Input material start

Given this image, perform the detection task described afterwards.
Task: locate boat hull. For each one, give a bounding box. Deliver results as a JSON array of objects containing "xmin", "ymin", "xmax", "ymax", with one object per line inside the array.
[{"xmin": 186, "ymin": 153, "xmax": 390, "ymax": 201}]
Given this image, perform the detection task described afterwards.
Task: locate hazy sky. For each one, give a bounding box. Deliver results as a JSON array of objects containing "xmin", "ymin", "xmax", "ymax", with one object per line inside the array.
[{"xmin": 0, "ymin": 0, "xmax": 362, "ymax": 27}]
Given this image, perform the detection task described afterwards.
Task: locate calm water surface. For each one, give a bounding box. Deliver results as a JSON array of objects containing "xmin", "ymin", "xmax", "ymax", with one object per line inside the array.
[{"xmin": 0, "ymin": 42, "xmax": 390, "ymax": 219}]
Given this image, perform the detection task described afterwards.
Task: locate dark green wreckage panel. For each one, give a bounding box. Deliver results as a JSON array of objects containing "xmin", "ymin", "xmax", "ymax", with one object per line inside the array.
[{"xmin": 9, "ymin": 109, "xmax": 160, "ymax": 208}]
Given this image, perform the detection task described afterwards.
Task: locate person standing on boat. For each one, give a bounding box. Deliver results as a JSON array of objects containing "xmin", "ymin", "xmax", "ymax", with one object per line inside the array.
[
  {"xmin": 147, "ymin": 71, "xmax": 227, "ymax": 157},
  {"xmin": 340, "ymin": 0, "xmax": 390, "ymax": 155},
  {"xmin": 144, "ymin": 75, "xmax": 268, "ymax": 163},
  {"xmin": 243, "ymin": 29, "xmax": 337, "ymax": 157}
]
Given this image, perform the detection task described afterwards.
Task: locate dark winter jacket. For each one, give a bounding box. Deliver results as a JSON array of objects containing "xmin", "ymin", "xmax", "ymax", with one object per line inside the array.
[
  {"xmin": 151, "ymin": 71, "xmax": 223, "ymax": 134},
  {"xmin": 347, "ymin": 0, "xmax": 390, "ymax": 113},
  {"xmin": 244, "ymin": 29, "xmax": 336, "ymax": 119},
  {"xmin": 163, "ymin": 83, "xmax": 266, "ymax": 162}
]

Input material end

**Job:** Write out the rows above, copying every line without any change.

**Solution to this problem:**
Given this image, perform the detection task described afterwards.
Task: locate boat hull. For each one, give a bounding box. Deliver results as a JSON array of objects containing "xmin", "ymin", "xmax", "ymax", with one object per line inside the array.
[{"xmin": 186, "ymin": 153, "xmax": 390, "ymax": 201}]
Given this image, perform the detection task described afterwards.
Task: locate hazy sky. For each one, give a bounding box. Deliver results as a JSON array of objects containing "xmin", "ymin", "xmax", "ymax", with one object per line inside the array.
[{"xmin": 0, "ymin": 0, "xmax": 362, "ymax": 27}]
Given this image, perform the detection task described afterwards.
Task: locate calm water surface. For each one, give a bounding box. Deliver results as a JSON array of objects containing "xmin", "ymin", "xmax", "ymax", with one object per line inside the array.
[{"xmin": 0, "ymin": 42, "xmax": 390, "ymax": 219}]
Given this image, perform the detection task described afterwards.
Task: locate dark green wreckage panel. For each one, give a bounding box. Deliver results as a JSON array of objects containing "xmin", "ymin", "xmax", "ymax", with one object per line inside the array.
[{"xmin": 9, "ymin": 109, "xmax": 160, "ymax": 208}]
Given this image, perform the detection task described afterwards.
Task: locate person standing on boat. For each one, give a bounding box. Deliver results as a JSON array of objects containing "xmin", "ymin", "xmax", "ymax", with one object per line inside the array.
[
  {"xmin": 147, "ymin": 71, "xmax": 227, "ymax": 157},
  {"xmin": 340, "ymin": 0, "xmax": 390, "ymax": 155},
  {"xmin": 144, "ymin": 75, "xmax": 268, "ymax": 163},
  {"xmin": 243, "ymin": 29, "xmax": 337, "ymax": 157}
]
Given this image, perform the detection task described afterwards.
Task: locate dark winter jacket. For each one, give a bounding box. Deliver results as a JSON array of objects containing "xmin", "ymin", "xmax", "ymax", with one object per line inside the array.
[
  {"xmin": 151, "ymin": 71, "xmax": 223, "ymax": 134},
  {"xmin": 347, "ymin": 0, "xmax": 390, "ymax": 113},
  {"xmin": 244, "ymin": 29, "xmax": 336, "ymax": 119},
  {"xmin": 163, "ymin": 83, "xmax": 266, "ymax": 162}
]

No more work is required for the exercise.